REQUIREMENT:
Here is a listing. Repeat it exactly and in its entirety.
= = =
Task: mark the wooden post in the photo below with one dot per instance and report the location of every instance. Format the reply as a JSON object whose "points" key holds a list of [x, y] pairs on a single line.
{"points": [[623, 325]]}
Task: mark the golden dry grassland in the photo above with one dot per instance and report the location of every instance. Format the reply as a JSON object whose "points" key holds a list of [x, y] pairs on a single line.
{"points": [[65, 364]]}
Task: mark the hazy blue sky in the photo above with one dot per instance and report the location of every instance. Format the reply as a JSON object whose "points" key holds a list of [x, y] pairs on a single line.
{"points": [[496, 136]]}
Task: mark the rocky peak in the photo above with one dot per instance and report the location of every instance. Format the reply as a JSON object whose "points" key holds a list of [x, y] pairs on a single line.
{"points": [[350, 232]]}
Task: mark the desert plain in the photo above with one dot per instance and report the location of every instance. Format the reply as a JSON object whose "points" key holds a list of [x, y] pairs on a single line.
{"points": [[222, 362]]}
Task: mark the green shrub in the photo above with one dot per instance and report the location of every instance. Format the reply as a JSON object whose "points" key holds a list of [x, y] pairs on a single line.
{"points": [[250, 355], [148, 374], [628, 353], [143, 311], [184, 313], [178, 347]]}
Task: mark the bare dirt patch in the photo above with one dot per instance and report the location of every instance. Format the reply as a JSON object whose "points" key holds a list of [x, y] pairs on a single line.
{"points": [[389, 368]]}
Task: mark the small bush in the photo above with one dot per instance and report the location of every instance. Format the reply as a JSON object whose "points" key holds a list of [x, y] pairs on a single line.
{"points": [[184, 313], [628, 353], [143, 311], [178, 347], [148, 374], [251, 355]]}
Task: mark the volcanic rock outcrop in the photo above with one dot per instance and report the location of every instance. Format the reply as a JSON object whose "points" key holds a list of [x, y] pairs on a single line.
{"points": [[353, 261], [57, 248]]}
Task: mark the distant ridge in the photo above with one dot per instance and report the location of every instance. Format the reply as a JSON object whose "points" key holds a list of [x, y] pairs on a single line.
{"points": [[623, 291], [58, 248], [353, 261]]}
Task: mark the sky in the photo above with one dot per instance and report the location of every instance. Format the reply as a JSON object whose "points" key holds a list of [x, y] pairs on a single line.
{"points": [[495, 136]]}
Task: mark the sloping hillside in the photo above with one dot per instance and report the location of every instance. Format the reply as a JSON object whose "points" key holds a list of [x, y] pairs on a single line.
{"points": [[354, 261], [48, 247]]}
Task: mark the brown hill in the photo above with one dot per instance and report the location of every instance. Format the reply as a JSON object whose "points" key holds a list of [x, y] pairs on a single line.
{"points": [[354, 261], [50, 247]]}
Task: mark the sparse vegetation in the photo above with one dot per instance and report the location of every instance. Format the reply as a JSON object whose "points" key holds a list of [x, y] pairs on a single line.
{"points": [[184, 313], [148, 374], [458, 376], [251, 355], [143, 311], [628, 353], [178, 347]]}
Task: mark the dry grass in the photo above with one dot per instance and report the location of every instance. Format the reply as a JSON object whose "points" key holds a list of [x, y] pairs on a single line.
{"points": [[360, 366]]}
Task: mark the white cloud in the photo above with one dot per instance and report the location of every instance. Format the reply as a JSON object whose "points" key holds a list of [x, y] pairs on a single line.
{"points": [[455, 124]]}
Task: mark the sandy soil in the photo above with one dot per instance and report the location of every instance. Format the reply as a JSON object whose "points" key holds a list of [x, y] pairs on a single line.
= = =
ANSWER FOR THE TASK:
Task: mark the wooden post in the photo below with one dot per instance and report the location of every instance. Format the reply as a JSON object whose "points" key holds a list of [x, y] pairs on a single line.
{"points": [[623, 325]]}
Task: mark the golden dry grassland in the photo above with one dot per instance and report the location of every instance. Format the reply as a JSON object whose "points" key holds a list of [x, y] pairs on a single line.
{"points": [[65, 364]]}
Task: mark the hazy blue sky in the photo above with one dot per instance and report the location of every instance. Format the reply as a JSON object whose "points" key holds a list of [x, y] pairs on a single line.
{"points": [[496, 136]]}
Task: mark the rocky peak in the photo above with one dot per instance and report the location of every instance. Format the reply as a JSON object whose "points" key holds a list of [x, y] pairs on a single line.
{"points": [[350, 232]]}
Task: mark the desert plain in the photo above with one dot per instance and report the location of every instance. Format the reply as a JSON object whose "points" key holds a list of [x, y] pairs on a single line.
{"points": [[222, 362]]}
Task: mark the green shrub in the photo above with one dot per instance and report the location of every instance. Format the reply as a JSON object whose "points" key holds a list of [x, y] pairs on a single line.
{"points": [[250, 355], [148, 374], [628, 353], [143, 311], [184, 313], [178, 347]]}
Task: mark the bare dirt patch in the photo above with one dot per instance and report the location of every instance. Format the reply as a JSON object whose "points" key holds a list of [x, y] pairs on a single line.
{"points": [[389, 368]]}
Task: mark the small bush in the photo above with one dot per instance and report the location of every instance. Format the reply as a JSON object whose "points" key holds a list of [x, y] pairs on a single line.
{"points": [[184, 313], [628, 353], [143, 311], [178, 347], [148, 374], [251, 355]]}
Task: mark the volcanic rock outcrop in the photo above with one dot per instance and report the location of every instance. Format the reply as a JSON object whose "points" key holds a list of [x, y] pairs on a single line.
{"points": [[353, 261], [57, 248]]}
Task: mark the distant ridge in the photo above with one dot per instance and report the location of every instance. Format the reply as a JSON object whose "points" key holds a list of [x, y] pairs on a single line.
{"points": [[623, 291], [58, 248], [353, 261]]}
Task: mark the sky in the photo above with one dot per instance and report the location of every instance. Format the reply as a JSON object whose "points" key holds a list of [x, y] pairs on a single line.
{"points": [[495, 136]]}
Task: mark the sloping hillside in the photo above with one dot per instance and report the location of every instance. Format the reply as a JSON object whose "points" key holds a list of [x, y] pairs on a single line.
{"points": [[354, 261], [48, 247]]}
Task: mark the brown hill in the photo above with one dot per instance and report the location of every instance. Format the reply as a JSON object whose "points" key holds a list of [x, y] pairs on a single line.
{"points": [[354, 261], [50, 247]]}
Task: mark the sparse vegetation in the photo above with one dot per instance and report the location of every instance. Format the reply as a JSON object whose "points" key holds a list of [x, y] pairs on a single line.
{"points": [[184, 313], [148, 374], [458, 376], [251, 355], [143, 311], [628, 353], [178, 347]]}
Task: mark the dry grass in the photo above with one dot per instance and report the location of every instance. Format the reply as a JSON object whose "points" key holds a list of [x, y] pairs on a single line.
{"points": [[360, 366]]}
Task: mark the white cloud in the photo above with one dot per instance and report the location of every instance. Format the reply as a JSON object whose "points" key holds a list of [x, y] pairs on a single line.
{"points": [[455, 124]]}
Task: mark the sandy soil in the photo above with one dot per instance and report the location of every instance. Format the reply as a JSON object whose "points" key holds a list of [x, y] pairs on a single line.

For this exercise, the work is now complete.